§ **Text section**:
════════

[TRTLLM-10296][fix] Fix the potential misaligned access due to vectorized ld/st instructions in NVLinkOneSided A2A. (NVIDIA#10539)

Signed-off-by: Bo Li <22713281+bobboli@users.noreply.github.com>

Author: bobboli

cpp/tensorrt_llm/thop/moeAlltoAllOp.cpp

@@ -33,6 +33,8 @@ namespace torch_ext
 namespace moe_comm
 {
 
+static constexpr size_t CACHELINE_ALIGNMENT = 128;
+
 // TODO: Is Alignment necessary?
 // Helper function to align offset to specified byte boundary
 inline size_t alignOffset(size_t offset, size_t alignment)
@@ -46,7 +48,6 @@ MoeA2ADataOffsets calculateOffsets(int epSize, int maxNumTokens)
     // TODO: Use lambdas to encapsulate offset and alignment for each entry, which is less error prone and easier to
     // read.
     constexpr size_t SIZEOF_INT32 = 4;
-    constexpr size_t CACHELINE_ALIGNMENT = 128;
 
     MoeA2ADataOffsets offsets;
     size_t offset = 0;
@@ -203,29 +204,43 @@ std::tuple<std::vector<torch::Tensor>, int64_t> moeA2ADispatchOp(torch::Tensor c
         TORCH_CHECK(payload.is_contiguous(), "All payloads must be contiguous");
     }
 
-    // Calculate buffer sizes for all payloads
-    // Each payload buffer needs space for data from ALL ranks: epSize * maxTokensPerRank * elementsPerToken
-    int64_t totalBytesNeeded = 0;
-    std::vector<int64_t> payloadByteSizes;
+    // Record the cacheline aligned start offset for each payload's recv buffer.
+    // 1. We assume the base workspace ptr of each rank is aligned (checked in this OP)
+    // 2. offsets[PAYLOAD_DATA_OFFSET_INDEX] is aligned (ensured in calculateOffsets)
+    // 3. We align the currentOffset during update.
+    // In this way, it is guaranteed that the recv buffer is (over-)aligned, sufficient for 128bit vectorized ld/st.
+
     std::vector<int> payloadElementSizes;
     std::vector<int> payloadElementsPerToken;
+    std::vector<size_t> payloadRecvBufferOffsets;
+
+    // Start offset for the first payload
+    size_t currentOffset = static_cast<size_t>(offsets[PAYLOAD_DATA_OFFSET_INDEX]);
     for (auto const& payload : inputPayloads)
     {
         CHECK_CONTIGUOUS(payload);
         CHECK_TH_CUDA(payload);
         TORCH_CHECK(payload.dim() == 2, "payload must be a 2D tensor");
         TORCH_CHECK(
             payload.size(0) == localNumTokens, "payload must have the same first dimension as tokenSelectedExperts");
+        // Unlike recv buffer for payloads, payload itself is not allocated by us and we cannot control its alignment.

════════

§ **Source data**:

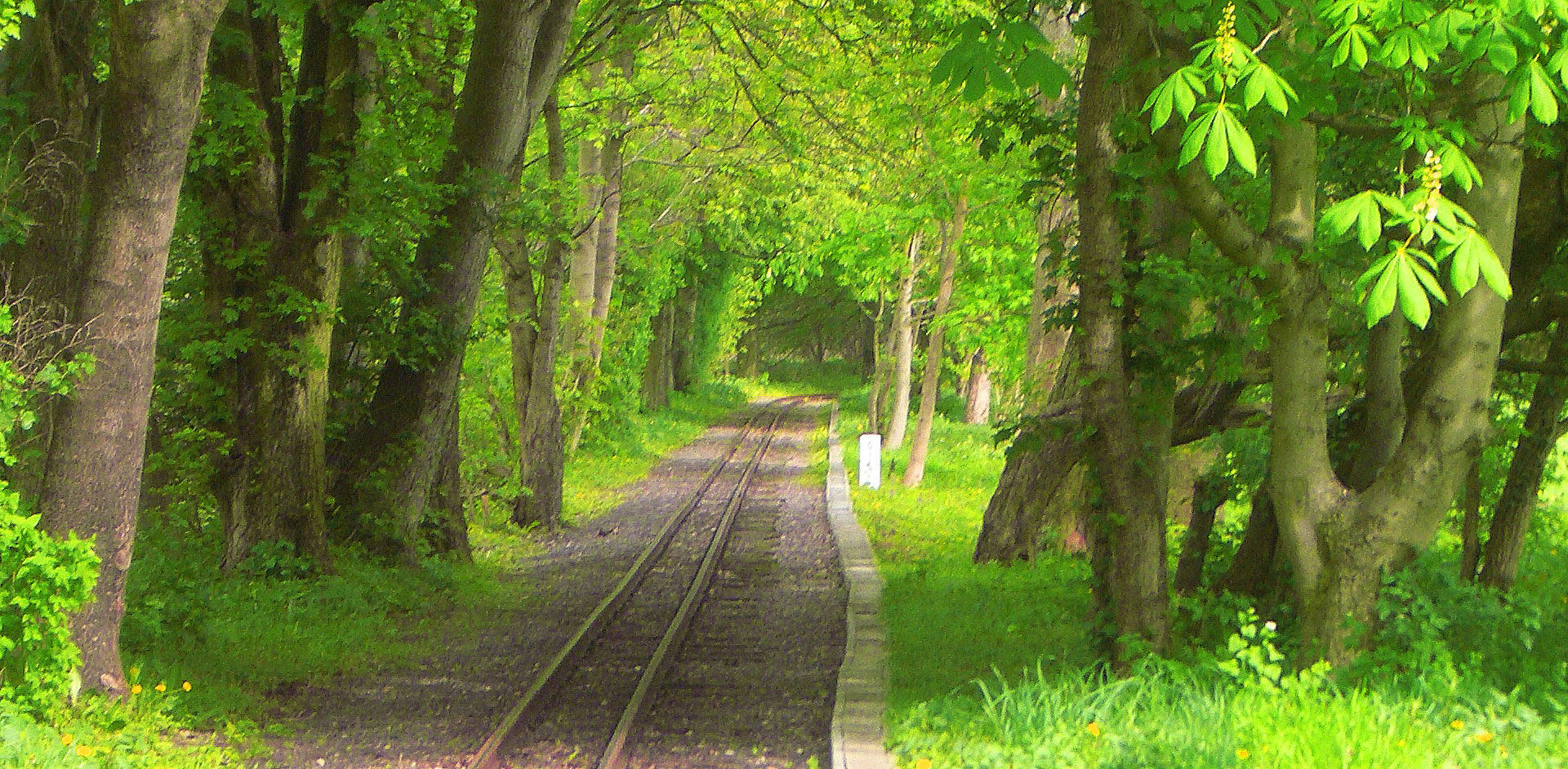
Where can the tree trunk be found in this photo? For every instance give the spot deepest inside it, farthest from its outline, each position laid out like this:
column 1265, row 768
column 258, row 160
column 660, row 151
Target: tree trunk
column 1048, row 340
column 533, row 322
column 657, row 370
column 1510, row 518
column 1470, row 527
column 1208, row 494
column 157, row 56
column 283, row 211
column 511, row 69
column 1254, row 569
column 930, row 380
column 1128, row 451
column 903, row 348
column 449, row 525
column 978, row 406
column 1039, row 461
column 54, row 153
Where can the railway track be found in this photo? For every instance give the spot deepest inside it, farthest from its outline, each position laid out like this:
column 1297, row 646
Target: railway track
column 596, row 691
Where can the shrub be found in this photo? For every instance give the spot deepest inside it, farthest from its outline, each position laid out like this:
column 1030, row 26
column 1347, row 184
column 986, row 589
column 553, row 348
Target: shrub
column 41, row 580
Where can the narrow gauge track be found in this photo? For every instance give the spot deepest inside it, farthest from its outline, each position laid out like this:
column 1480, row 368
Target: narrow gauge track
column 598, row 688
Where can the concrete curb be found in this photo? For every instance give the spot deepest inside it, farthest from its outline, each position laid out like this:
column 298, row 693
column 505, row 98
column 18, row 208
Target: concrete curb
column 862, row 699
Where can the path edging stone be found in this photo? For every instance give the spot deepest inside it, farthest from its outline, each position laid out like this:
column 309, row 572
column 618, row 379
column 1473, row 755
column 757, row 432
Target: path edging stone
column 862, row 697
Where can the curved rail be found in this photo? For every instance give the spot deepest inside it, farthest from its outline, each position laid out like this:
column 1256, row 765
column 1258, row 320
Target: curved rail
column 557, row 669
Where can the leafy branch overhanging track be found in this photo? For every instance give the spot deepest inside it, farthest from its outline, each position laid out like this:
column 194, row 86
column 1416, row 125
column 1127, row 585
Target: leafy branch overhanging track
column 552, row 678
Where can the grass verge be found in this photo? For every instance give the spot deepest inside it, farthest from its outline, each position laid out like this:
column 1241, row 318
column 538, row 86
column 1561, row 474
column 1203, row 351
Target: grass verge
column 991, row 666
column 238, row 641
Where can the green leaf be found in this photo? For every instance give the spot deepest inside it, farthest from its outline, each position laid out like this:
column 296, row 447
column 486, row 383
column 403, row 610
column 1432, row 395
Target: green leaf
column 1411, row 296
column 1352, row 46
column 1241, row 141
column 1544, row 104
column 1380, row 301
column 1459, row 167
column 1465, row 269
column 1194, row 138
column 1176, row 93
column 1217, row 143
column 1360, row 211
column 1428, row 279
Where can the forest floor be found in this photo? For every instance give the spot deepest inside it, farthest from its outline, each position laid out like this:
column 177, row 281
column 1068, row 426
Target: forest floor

════════

§ **Objectives**:
1. In the code change, what value does the constant CACHELINE_ALIGNMENT hold?
2. From the entries, copy the lines starting at the line with "Where can the path" up to and including the line with "column 862, row 697".

§ **Responses per task**:
1. 128

2.
Where can the path edging stone be found in this photo? For every instance give the spot deepest inside it, farthest from its outline, each position laid out like this:
column 309, row 572
column 618, row 379
column 1473, row 755
column 757, row 432
Target: path edging stone
column 862, row 697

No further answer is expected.